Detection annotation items
★ ★ ★ ★ ★ ★ ★

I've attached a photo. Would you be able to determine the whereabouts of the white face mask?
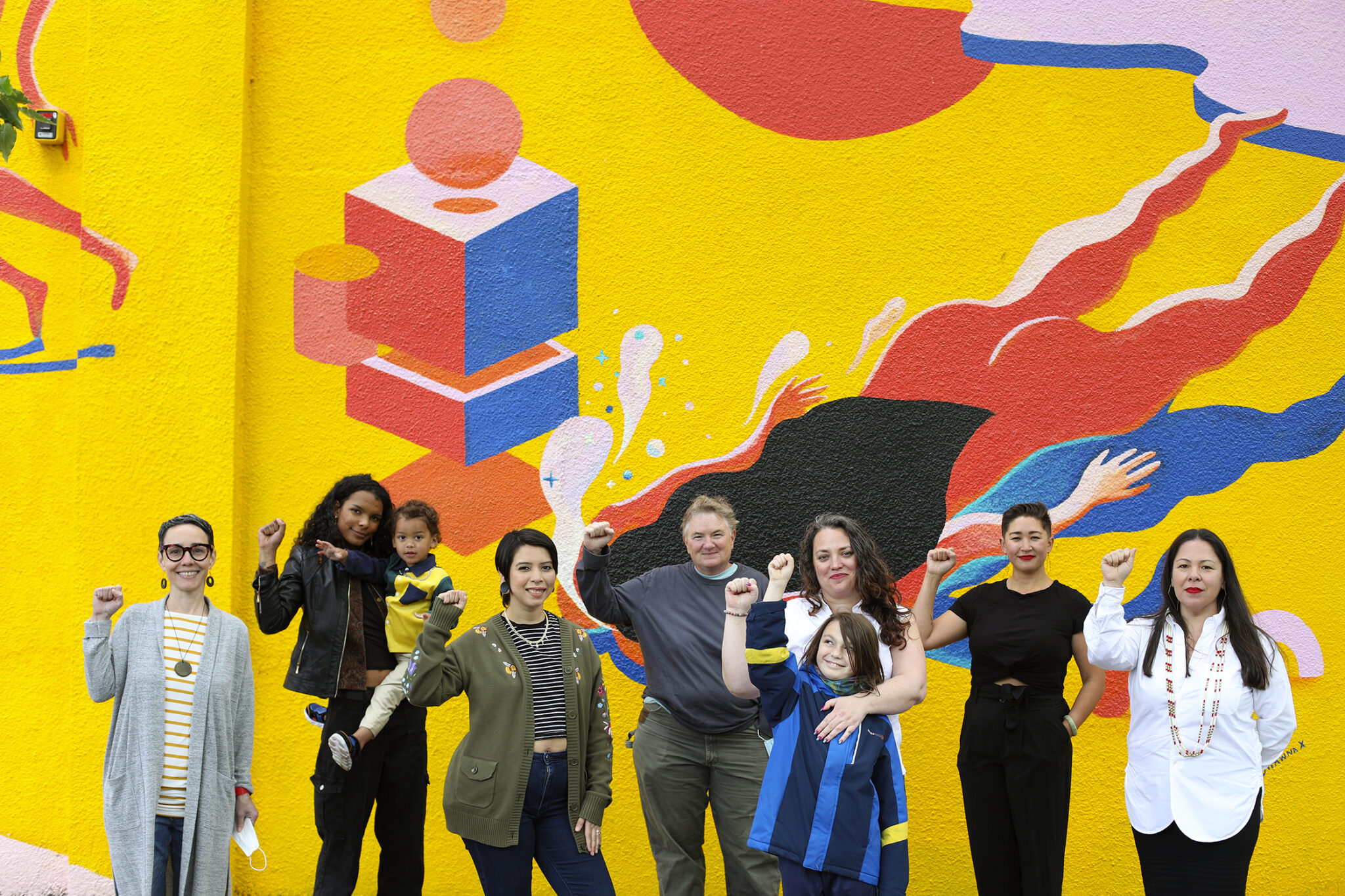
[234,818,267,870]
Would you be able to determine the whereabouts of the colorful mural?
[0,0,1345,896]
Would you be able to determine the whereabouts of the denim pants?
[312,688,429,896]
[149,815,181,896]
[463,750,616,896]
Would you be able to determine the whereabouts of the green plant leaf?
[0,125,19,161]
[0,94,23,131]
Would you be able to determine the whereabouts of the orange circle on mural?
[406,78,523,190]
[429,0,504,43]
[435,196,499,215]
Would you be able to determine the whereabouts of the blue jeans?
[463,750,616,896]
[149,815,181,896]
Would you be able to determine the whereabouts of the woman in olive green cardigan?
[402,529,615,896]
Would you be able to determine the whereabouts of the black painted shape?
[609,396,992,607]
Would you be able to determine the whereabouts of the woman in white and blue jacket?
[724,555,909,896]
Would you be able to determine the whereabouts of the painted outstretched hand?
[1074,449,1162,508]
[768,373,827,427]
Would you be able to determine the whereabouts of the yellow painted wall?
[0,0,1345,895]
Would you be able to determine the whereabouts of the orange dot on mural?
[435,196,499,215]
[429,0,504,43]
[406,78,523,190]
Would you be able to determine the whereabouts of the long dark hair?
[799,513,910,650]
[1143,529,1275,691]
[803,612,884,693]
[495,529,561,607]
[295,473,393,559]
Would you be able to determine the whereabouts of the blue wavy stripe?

★ ★ ★ ★ ★ ★ ★

_AIM OF THE EXERCISE_
Count the lines of the items above that contain the string "white", treating uppercase and lowercase as different. Give only the number.

_COMPLETE RESPONSE_
2